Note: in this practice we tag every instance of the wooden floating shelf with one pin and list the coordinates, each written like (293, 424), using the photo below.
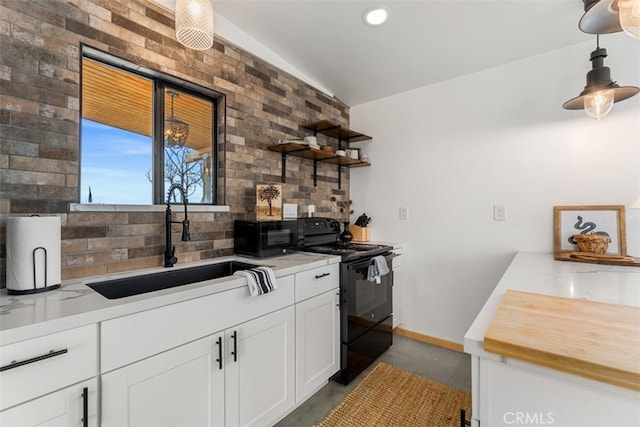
(345, 137)
(302, 151)
(335, 130)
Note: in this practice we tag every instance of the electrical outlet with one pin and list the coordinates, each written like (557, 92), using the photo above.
(404, 212)
(499, 213)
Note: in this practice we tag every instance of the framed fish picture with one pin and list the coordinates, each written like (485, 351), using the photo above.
(604, 220)
(268, 202)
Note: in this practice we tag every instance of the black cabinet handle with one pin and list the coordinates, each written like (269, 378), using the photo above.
(234, 336)
(15, 364)
(85, 407)
(463, 419)
(219, 359)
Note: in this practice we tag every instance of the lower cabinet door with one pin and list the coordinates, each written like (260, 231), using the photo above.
(180, 387)
(74, 406)
(317, 342)
(259, 370)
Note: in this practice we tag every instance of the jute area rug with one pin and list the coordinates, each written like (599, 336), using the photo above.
(390, 396)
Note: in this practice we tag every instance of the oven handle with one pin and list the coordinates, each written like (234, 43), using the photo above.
(366, 263)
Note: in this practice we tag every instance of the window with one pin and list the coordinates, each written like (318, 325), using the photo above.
(142, 131)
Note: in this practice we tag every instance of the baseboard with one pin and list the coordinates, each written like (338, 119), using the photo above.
(430, 340)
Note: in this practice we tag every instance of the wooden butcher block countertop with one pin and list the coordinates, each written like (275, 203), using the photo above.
(593, 339)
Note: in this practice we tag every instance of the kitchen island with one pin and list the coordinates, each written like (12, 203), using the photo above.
(519, 389)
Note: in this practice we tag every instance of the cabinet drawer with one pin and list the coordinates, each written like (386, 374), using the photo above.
(317, 281)
(38, 366)
(130, 338)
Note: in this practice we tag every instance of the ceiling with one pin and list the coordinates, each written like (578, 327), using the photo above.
(423, 42)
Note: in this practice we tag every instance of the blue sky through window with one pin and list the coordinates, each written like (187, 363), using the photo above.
(115, 163)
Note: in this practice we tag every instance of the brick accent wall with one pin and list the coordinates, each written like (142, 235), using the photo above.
(39, 129)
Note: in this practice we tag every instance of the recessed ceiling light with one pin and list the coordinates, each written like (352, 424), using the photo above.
(375, 16)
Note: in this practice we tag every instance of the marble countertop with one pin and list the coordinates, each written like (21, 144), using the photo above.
(74, 304)
(540, 273)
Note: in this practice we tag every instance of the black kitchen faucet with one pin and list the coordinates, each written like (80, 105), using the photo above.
(170, 250)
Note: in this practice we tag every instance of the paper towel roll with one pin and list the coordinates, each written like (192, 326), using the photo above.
(33, 254)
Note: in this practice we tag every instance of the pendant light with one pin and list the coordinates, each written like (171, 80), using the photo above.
(175, 130)
(601, 92)
(611, 16)
(194, 23)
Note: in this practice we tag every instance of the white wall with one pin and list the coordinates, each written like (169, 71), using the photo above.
(453, 150)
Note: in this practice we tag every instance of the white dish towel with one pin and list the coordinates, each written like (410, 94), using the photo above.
(261, 280)
(377, 268)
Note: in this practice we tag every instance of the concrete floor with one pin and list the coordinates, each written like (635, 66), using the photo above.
(430, 361)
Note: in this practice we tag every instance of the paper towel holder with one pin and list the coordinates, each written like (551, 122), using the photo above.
(36, 289)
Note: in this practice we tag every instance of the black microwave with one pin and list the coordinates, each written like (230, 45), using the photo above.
(262, 239)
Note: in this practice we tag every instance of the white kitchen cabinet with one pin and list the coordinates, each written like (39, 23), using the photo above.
(317, 342)
(260, 369)
(398, 282)
(510, 393)
(183, 386)
(44, 364)
(74, 406)
(130, 338)
(50, 380)
(316, 281)
(190, 385)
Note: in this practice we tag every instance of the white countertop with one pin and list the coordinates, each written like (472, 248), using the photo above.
(540, 273)
(74, 304)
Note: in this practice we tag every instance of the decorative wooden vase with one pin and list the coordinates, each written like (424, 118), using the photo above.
(595, 243)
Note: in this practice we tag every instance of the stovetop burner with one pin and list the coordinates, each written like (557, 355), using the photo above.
(350, 251)
(321, 235)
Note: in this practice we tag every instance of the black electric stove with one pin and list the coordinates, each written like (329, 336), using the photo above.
(366, 308)
(322, 235)
(351, 251)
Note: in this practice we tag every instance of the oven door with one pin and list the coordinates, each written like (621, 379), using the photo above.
(366, 303)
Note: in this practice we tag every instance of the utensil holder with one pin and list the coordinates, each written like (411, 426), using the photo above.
(360, 234)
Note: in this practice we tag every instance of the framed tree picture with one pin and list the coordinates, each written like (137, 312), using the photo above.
(268, 202)
(569, 221)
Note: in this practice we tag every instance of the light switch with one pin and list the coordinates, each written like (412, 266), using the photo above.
(404, 212)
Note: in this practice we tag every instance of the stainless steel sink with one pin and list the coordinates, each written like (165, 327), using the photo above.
(136, 285)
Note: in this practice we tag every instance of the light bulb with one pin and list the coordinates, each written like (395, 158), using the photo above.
(375, 17)
(629, 13)
(598, 104)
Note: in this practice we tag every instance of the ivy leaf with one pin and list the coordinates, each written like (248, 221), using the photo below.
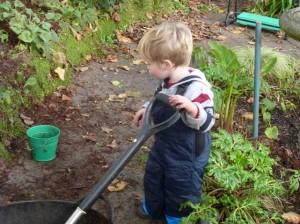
------------------------------------------------------------
GOAL -> Report each line of the items above that contains the word "below", copying those lines unchanged and in their original order.

EXERCISE OUTPUT ->
Note: in this practice we tag every instance of the wooden floating shelf with one pin and list the coordinates, each written like (293, 424), using the photo below.
Note: in this practice we tag every instance of the ivy leaf with one pin and list the coordinates, each written like (248, 221), using the photo below.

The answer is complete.